(Provided entries begins)
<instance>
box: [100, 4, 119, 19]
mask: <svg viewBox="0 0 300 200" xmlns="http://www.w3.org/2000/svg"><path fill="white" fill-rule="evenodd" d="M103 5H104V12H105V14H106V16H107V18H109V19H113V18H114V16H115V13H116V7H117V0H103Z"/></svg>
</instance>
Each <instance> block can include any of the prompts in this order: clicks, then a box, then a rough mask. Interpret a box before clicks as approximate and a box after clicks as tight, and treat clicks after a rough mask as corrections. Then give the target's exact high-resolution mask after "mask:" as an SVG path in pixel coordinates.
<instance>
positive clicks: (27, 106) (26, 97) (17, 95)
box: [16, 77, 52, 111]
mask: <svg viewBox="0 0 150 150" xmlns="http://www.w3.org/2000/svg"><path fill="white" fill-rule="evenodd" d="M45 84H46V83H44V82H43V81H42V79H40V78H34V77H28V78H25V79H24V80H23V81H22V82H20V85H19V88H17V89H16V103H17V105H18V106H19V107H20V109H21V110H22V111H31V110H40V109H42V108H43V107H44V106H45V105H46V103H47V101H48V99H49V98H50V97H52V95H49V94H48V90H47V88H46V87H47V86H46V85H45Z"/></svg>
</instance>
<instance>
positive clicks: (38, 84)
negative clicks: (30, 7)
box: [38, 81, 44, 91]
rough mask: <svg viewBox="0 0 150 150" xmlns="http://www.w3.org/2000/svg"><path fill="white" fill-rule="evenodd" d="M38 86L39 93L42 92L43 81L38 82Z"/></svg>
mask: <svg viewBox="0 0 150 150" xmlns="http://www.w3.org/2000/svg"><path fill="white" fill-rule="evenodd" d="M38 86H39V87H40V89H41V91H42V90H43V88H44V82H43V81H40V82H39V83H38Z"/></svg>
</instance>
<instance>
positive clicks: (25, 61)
(Provided entries ends)
### Task prompt
Type the data out again, exactly.

### Your response
<instance>
box: [100, 4, 119, 19]
mask: <svg viewBox="0 0 300 200" xmlns="http://www.w3.org/2000/svg"><path fill="white" fill-rule="evenodd" d="M103 5H104V12H105V14H106V16H107V18H109V19H113V18H114V16H115V13H116V7H117V0H103Z"/></svg>
</instance>
Each <instance> block can include any of the prompts in this order: clicks, then a box, then a rough mask. Interpret a box before clicks as approximate and a box after clicks as tight, and treat clicks after a rough mask as corrections. Then give the target's exact high-resolution mask after "mask:" as an SVG path in pixel coordinates.
<instance>
positive clicks: (27, 106) (26, 97) (17, 95)
box: [16, 77, 52, 111]
mask: <svg viewBox="0 0 150 150" xmlns="http://www.w3.org/2000/svg"><path fill="white" fill-rule="evenodd" d="M45 84H46V83H44V82H43V81H42V79H40V78H34V77H28V78H25V79H24V80H23V81H22V82H20V85H19V88H17V89H16V103H17V105H18V106H19V107H20V109H21V110H22V111H31V110H40V109H42V108H43V107H44V106H45V105H46V103H47V101H48V99H49V98H50V97H52V95H49V94H48V90H47V88H46V87H47V86H46V85H45Z"/></svg>
</instance>
<instance>
positive clicks: (38, 84)
negative clicks: (30, 7)
box: [38, 81, 44, 91]
rough mask: <svg viewBox="0 0 150 150" xmlns="http://www.w3.org/2000/svg"><path fill="white" fill-rule="evenodd" d="M38 86L39 93L42 92L43 81L38 82Z"/></svg>
mask: <svg viewBox="0 0 150 150" xmlns="http://www.w3.org/2000/svg"><path fill="white" fill-rule="evenodd" d="M38 86H39V87H40V89H41V91H42V90H43V88H44V82H43V81H40V82H39V83H38Z"/></svg>
</instance>
<instance>
positive clicks: (25, 61)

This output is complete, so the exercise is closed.